BRIEF –
All of the entries below are to be copied without any alteration.

============

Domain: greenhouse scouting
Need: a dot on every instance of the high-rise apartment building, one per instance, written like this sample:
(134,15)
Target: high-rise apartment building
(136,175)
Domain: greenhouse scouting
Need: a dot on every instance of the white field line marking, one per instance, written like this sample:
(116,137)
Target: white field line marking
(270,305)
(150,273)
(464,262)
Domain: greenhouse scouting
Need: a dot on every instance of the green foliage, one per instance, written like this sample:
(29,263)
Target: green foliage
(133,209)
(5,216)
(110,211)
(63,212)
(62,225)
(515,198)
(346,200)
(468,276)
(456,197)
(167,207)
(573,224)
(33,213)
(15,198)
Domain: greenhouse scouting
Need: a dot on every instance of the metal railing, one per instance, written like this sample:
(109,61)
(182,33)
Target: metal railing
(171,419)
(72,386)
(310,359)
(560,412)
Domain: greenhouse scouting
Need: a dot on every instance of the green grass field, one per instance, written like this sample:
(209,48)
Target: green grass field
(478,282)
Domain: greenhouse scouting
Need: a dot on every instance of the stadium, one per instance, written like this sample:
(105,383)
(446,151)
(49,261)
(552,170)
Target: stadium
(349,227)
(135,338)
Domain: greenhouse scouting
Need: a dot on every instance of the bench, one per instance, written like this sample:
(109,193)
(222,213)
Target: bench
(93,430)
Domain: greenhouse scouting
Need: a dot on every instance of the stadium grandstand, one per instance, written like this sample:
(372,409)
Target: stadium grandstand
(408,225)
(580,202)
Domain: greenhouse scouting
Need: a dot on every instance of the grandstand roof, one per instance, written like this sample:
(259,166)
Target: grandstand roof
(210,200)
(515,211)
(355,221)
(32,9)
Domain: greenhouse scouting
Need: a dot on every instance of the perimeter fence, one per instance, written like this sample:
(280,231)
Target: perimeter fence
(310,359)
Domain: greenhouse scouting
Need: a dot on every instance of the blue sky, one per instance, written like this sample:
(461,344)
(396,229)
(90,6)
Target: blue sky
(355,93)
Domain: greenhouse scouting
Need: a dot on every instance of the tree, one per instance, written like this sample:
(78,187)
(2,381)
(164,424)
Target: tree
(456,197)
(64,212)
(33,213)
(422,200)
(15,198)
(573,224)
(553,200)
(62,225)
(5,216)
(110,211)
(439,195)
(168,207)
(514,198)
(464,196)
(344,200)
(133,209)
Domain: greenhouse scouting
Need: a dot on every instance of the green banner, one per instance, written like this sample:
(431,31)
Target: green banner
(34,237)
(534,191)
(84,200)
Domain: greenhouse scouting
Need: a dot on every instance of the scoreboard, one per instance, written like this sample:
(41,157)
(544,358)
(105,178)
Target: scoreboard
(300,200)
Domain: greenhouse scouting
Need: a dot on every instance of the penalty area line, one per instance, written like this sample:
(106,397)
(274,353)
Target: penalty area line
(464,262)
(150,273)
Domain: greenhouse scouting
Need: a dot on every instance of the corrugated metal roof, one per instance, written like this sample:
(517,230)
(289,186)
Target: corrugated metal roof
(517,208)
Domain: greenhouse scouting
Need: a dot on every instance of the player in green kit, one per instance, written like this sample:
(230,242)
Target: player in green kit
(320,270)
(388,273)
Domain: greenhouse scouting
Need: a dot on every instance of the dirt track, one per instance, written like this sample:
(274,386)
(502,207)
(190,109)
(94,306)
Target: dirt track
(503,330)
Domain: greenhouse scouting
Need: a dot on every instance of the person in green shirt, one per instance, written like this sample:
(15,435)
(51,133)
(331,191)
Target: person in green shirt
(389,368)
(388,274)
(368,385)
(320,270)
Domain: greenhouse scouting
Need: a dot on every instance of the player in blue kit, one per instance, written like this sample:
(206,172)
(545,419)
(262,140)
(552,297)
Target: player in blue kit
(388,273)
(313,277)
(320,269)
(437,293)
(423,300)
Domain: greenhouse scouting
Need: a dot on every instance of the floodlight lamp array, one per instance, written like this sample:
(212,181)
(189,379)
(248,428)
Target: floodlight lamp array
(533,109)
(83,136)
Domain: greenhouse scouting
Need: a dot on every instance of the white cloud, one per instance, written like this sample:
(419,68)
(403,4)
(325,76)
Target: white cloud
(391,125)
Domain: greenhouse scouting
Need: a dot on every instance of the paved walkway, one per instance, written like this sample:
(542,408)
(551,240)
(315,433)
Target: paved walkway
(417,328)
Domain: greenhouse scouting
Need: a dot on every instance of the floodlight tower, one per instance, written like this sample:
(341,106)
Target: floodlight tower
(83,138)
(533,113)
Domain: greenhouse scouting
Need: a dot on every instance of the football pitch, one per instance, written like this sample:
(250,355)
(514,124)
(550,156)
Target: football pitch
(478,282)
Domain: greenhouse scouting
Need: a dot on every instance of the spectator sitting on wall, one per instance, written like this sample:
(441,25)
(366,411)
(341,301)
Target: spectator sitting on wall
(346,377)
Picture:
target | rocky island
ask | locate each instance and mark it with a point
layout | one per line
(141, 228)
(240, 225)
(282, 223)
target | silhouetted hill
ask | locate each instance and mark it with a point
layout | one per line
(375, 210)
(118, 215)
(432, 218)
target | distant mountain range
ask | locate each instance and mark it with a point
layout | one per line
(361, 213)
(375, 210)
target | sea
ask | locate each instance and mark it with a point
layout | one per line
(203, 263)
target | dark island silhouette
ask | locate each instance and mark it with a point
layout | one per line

============

FINAL ANSWER –
Domain: greenhouse scouting
Need: a dot on every instance of the high-rise apartment building, one per instance, written like this sample:
(134,15)
Target: high-rise apartment building
(136,175)
Domain: greenhouse scouting
Need: a dot on every instance of the white field line marking, one per instance, written like this sample:
(116,137)
Target: white field line marking
(270,305)
(150,273)
(464,262)
Domain: greenhouse scouting
Need: a dot on every instance of the green foliage, one per instance, written like this sample:
(29,263)
Target: green foliage
(133,209)
(5,216)
(110,211)
(63,212)
(62,225)
(515,198)
(346,200)
(468,276)
(456,197)
(167,207)
(573,224)
(33,213)
(15,198)
Domain: greenhouse scouting
Need: a dot on every instance of the metal railing, one per instance, written like this sample:
(109,61)
(182,33)
Target: metal railing
(171,419)
(72,386)
(310,359)
(560,412)
Domain: greenhouse scouting
Need: a dot on every instance of the green grass field, one per instance, written like this sample:
(209,48)
Target: green grass field
(478,282)
Domain: greenhouse scouting
Need: a dot on every instance of the stadium, one per instance, written like this sample:
(105,383)
(446,151)
(49,261)
(552,170)
Target: stadium
(349,227)
(135,338)
Domain: greenhouse scouting
Need: a dot on every instance of the bench, one per instance, written like this sample:
(109,193)
(222,213)
Target: bench
(93,430)
Domain: greenhouse scouting
Need: a dot on every instance of the stadium grandstand, one per instance, written like this sample:
(372,409)
Target: stadium grandstand
(408,225)
(580,202)
Domain: greenhouse scouting
Need: a dot on every instance of the grandstand roof, one per instance, written like this sample:
(259,166)
Target: grandstand roof
(210,200)
(515,211)
(355,221)
(32,9)
Domain: greenhouse scouting
Need: a dot on every instance of the perimeter fence, one per instance, written like this sample:
(280,231)
Target: perimeter fence
(310,359)
Domain: greenhouse scouting
Need: a dot on every instance of the blue sky, one per instance, written like this sample:
(461,344)
(396,229)
(90,6)
Target: blue sky
(355,93)
Domain: greenhouse scouting
Need: a dot on every instance of the tree, one per instance, written like this sample:
(78,187)
(2,381)
(164,424)
Target: tree
(456,197)
(64,212)
(33,213)
(422,200)
(15,198)
(573,224)
(553,200)
(62,225)
(5,216)
(110,211)
(439,195)
(168,207)
(514,198)
(464,196)
(344,200)
(133,209)
Domain: greenhouse scouting
Need: a dot on every instance of the green banner, one per instance, written like this sample:
(431,31)
Target: green banner
(34,237)
(534,191)
(84,200)
Domain: greenhouse scouting
Need: a dot on every instance of the scoreboard, one per instance, written like this sample:
(41,157)
(544,358)
(105,178)
Target: scoreboard
(300,200)
Domain: greenhouse scouting
Need: a dot on every instance of the penalty area line, one per instance, written like this sample:
(106,397)
(274,353)
Target: penalty area line
(464,262)
(150,273)
Domain: greenhouse scouting
Need: a dot on every instance of the corrugated metal roof, one per instance, written like this sample:
(517,230)
(289,186)
Target: corrugated metal roof
(517,208)
Domain: greenhouse scouting
Need: a dot on every instance of the player in green kit, one per instance, written like this sample:
(230,242)
Target: player in green kit
(320,270)
(388,273)
Domain: greenhouse scouting
Need: a dot on every instance of the dirt track, one per instance, written like this sample:
(274,386)
(502,207)
(190,109)
(94,306)
Target: dirt track
(503,330)
Domain: greenhouse scouting
Need: a dot on every instance of the person in green shirt, one per instance, written like this sample:
(15,435)
(51,133)
(331,191)
Target: person in green shirt
(389,368)
(388,274)
(368,385)
(320,270)
Domain: greenhouse scouting
Need: a dot on every instance of the player in blue kit, one per instance, written like this sample:
(206,172)
(545,419)
(262,140)
(552,297)
Target: player in blue kit
(388,273)
(313,277)
(320,269)
(437,293)
(423,300)
Domain: greenhouse scouting
Need: a dot on every instance of the floodlight lamp array, one per instance, written like this sample:
(212,181)
(189,379)
(248,428)
Target: floodlight lamp array
(533,109)
(83,136)
Domain: greenhouse scouting
Need: a dot on every instance of the white cloud, one per instance, written like this sample:
(419,68)
(403,4)
(325,76)
Target: white cloud
(391,125)
Domain: greenhouse scouting
Need: a dot on every instance of the paved walkway, one per instance, written like this sample:
(542,408)
(551,240)
(315,433)
Target: paved walkway
(417,328)
Domain: greenhouse scouting
Need: a dot on every instance of the floodlight tower, one per instance, written like this sample:
(341,106)
Target: floodlight tower
(83,138)
(533,113)
Domain: greenhouse scouting
Need: a dot on every instance of the football pitch, one per instance, written like this sample:
(250,355)
(514,124)
(550,156)
Target: football pitch
(478,282)
Domain: greenhouse scouting
Need: a dot on every instance of the spectator sitting on wall, one per instance, written like this sample:
(441,25)
(366,411)
(341,301)
Target: spectator sitting on wall
(346,377)
Picture:
target | rocky island
ask | locate each instance and mark it with a point
layout | one per line
(141, 228)
(240, 225)
(282, 223)
target | silhouetted hill
ask | locate each instance and mark it with a point
layout | one per line
(375, 210)
(118, 215)
(432, 218)
target | distant mountain range
ask | locate each instance and mark it with a point
layout | one per line
(361, 213)
(375, 210)
target | sea
ask | locate each instance and mark it with a point
layout | one per line
(203, 263)
target | dark island silhouette
ask | locate each instance and mark it with a point
layout | one per line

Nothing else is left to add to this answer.